=== INFORMATION SUPPLIED ===

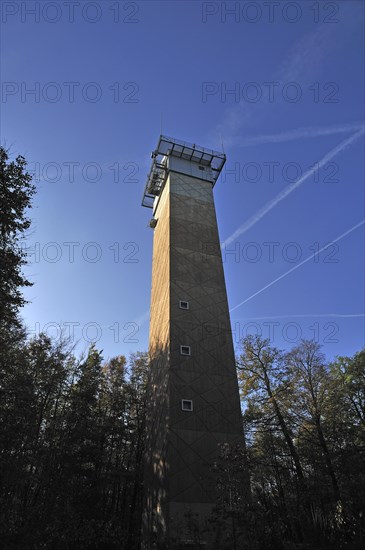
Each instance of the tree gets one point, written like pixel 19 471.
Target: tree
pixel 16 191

===
=== INFORMATION SUPPLIED ===

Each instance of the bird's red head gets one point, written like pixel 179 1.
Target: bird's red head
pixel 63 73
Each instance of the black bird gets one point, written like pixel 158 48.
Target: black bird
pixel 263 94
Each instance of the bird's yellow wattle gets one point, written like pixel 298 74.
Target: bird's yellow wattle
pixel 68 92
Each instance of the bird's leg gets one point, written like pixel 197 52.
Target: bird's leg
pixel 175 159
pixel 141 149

===

# REQUEST
Rewrite the lines of the material starting at the one containing "Each instance of the tree" and ending at the one containing "pixel 16 191", changing "tree" to "oak" and leaving everything else as it is; give only those lines.

# EXERCISE SOLUTION
Each instance of the oak gets one point, written like pixel 19 471.
Target: oak
pixel 16 191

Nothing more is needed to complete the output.